Exercise inputs:

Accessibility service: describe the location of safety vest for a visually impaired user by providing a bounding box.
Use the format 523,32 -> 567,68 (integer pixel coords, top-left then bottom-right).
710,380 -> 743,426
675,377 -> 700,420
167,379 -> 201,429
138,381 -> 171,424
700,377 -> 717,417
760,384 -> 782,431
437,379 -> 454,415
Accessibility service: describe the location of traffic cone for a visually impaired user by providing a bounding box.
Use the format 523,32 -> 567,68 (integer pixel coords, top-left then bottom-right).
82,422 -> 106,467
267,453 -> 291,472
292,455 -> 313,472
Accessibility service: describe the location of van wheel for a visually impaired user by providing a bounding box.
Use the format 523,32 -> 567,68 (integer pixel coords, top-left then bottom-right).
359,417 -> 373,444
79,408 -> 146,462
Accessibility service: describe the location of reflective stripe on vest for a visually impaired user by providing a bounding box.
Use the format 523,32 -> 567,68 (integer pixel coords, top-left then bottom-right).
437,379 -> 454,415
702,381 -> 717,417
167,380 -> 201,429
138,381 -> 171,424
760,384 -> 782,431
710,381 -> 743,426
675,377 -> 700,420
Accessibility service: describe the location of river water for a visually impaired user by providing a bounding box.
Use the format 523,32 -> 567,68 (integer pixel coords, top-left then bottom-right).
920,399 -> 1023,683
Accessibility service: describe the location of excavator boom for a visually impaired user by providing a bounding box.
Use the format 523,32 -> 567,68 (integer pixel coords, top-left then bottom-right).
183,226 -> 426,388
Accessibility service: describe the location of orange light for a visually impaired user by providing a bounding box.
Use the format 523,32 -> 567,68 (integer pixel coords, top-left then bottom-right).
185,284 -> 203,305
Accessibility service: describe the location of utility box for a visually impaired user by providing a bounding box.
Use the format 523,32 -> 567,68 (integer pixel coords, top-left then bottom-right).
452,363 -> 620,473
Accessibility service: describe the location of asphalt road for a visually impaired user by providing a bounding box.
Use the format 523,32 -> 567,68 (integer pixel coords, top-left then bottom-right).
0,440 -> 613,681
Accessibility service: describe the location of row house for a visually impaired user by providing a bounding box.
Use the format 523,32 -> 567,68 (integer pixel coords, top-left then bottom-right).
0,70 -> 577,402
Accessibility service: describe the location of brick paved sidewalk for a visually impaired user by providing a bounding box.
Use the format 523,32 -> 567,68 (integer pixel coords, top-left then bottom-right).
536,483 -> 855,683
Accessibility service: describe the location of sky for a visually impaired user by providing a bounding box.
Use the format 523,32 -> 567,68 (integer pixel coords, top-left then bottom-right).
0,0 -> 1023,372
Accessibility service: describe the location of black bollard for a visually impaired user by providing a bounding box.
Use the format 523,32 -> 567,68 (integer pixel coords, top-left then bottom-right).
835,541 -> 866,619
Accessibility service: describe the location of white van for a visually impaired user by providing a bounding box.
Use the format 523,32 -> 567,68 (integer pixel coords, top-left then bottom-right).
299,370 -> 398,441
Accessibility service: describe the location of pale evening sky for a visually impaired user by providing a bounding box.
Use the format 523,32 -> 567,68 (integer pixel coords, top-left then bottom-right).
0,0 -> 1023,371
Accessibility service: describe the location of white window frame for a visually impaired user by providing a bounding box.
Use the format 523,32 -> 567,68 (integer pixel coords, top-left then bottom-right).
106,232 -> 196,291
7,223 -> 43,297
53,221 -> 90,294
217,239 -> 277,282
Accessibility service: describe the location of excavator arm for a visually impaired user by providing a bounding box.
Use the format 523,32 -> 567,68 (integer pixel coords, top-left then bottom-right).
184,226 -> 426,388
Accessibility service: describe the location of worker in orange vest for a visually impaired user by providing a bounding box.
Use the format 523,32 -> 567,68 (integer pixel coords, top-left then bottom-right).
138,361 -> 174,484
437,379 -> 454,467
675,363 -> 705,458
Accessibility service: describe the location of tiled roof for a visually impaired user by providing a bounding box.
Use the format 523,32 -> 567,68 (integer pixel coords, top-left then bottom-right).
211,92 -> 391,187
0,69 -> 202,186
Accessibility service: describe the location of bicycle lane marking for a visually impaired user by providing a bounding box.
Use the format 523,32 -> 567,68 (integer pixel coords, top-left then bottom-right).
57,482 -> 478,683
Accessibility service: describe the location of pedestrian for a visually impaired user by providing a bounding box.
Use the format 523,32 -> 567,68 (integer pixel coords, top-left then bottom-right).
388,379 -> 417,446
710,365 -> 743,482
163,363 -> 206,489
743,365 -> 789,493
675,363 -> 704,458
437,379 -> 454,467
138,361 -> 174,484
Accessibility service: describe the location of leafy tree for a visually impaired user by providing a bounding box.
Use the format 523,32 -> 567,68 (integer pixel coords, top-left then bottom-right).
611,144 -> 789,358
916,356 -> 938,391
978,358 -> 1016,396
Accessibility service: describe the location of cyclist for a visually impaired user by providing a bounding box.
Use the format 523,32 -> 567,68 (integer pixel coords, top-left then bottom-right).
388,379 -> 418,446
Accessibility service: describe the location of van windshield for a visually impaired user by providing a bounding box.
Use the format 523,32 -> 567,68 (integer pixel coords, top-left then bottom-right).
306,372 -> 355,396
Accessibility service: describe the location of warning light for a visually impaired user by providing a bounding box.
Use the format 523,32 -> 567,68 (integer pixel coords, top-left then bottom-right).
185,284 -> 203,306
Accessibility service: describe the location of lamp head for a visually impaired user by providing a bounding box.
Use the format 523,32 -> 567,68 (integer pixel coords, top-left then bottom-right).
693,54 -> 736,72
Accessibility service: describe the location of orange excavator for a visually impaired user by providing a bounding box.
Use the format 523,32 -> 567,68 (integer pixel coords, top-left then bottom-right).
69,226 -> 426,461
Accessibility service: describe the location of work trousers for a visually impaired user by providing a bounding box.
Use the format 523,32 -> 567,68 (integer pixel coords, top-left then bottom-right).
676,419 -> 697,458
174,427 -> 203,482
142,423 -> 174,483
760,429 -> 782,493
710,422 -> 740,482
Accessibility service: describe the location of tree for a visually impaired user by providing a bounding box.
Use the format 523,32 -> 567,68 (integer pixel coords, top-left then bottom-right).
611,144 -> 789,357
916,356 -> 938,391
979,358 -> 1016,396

Problem details: Locate every line in the records that contains the word "excavator" and copy each of those lines.

Right answer:
Accessibility service: describe the location of excavator boom for a visually impaired user by providing a bounding box.
Accessibility service: describe the location of excavator arm for a visually impaired user by providing a bounding box.
Accessibility service: describe the location of orange excavator for a visually impaired user by providing a bounding box.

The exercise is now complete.